▸ **CHALLENGE**:
Rewrite the items below, changing every "Locations" to "Coordinates" and leaving all other text unchanged.

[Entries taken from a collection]

-- -- --

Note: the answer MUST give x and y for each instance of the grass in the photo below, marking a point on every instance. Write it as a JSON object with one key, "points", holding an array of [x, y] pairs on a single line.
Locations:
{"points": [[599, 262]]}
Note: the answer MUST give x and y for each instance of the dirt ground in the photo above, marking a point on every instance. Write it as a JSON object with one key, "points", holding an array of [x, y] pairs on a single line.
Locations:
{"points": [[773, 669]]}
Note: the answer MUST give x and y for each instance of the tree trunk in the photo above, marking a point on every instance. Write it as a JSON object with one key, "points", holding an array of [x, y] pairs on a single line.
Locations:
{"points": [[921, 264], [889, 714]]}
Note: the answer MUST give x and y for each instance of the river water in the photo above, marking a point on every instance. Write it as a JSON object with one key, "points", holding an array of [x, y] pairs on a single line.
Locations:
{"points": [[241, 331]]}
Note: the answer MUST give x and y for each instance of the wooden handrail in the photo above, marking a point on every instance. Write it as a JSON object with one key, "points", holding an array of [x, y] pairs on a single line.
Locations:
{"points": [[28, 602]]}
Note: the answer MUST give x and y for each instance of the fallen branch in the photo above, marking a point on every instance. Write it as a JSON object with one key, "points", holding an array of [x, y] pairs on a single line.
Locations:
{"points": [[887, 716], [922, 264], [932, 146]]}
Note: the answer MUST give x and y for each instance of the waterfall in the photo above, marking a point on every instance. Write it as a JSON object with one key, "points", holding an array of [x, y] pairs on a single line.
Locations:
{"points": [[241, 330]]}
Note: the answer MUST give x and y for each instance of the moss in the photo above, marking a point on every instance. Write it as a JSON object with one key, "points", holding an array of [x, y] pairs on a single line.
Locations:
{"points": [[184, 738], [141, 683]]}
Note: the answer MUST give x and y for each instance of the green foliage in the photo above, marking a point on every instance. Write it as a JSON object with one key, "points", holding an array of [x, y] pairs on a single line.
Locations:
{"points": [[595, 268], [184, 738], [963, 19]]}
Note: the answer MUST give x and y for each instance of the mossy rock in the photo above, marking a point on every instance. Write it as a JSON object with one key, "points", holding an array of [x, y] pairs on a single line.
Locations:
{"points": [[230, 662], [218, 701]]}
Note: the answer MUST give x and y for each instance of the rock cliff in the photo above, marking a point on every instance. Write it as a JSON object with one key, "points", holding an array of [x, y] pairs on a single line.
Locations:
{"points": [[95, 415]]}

-- -- --

▸ **THE RESPONSE**:
Note: the answer MUST give x and y for each instance of the grass in the photo below, marking a point on every instance. Write it as a JSON object with one key, "points", holding an array of [x, y] pairs on a single line.
Coordinates:
{"points": [[599, 262]]}
Note: the answer MUST give x and y for each instance of the dirt ground in the photo above, marking a point on every instance. Write it as a JSON object with one key, "points", holding an array of [x, y] pairs on a single line.
Coordinates:
{"points": [[773, 669]]}
Note: the answer MUST give x and y for each instance of the tree trunk in the photo above, marking a point on every instance. Write it as a JSON object with one key, "points", holding an array of [x, y] pairs on a single line.
Coordinates:
{"points": [[921, 264], [889, 714]]}
Note: the answer MUST give x and y for each instance of the river water in the photo above, marking a point on every instance. Write it as a JSON object with one key, "points", holding an array of [x, y] pairs on a single line.
Coordinates:
{"points": [[241, 331]]}
Note: the answer MUST give x and y for each instance of the wooden handrail in the photo above, marking a point on every instance. Write it as a JSON object with one key, "points", holding an array of [x, y] pairs on a single line.
Coordinates:
{"points": [[28, 602]]}
Note: the answer MUST give x and y for each instance of the fallen branch in the photo above, marking a point on every instance. Write it as a JSON object with one key, "points", holding an array of [x, y] pairs on a single line.
Coordinates:
{"points": [[887, 716], [922, 264], [932, 146]]}
Note: the answer MUST give x and y for each instance of the waterfall in the photo above, marking a point on every instance. Write it as a JSON object with one key, "points", holding an array of [x, y] pairs on a single line.
Coordinates:
{"points": [[241, 330]]}
Note: the answer MUST give x and y for each instance of the moss in the photo above, marking a point on every instance. Write it as a JSON object with one key, "points", holding an array of [x, y] pairs on a single line.
Coordinates:
{"points": [[184, 738], [141, 683]]}
Note: the answer MUST give x and y for each instance of the green foliage in the photo above, marking a point on every instance. Write it as a JSON object with one key, "points", holding an array of [x, y] pairs on a single line.
Coordinates:
{"points": [[595, 268], [184, 738], [963, 19]]}
Note: the answer MUST give x and y for each instance of the mossy rock in the photo above, marking a point on every instance. Write it as a JSON object with one key, "points", holding an array of [x, y] pairs on a single line.
Coordinates:
{"points": [[230, 662], [218, 701]]}
Note: the answer MUST give x and y for each instance of the rock cliff in the photo above, marking a point on every instance. Write it as a JSON object with one key, "points", holding an array of [x, y] pairs on a single line.
Coordinates:
{"points": [[95, 415]]}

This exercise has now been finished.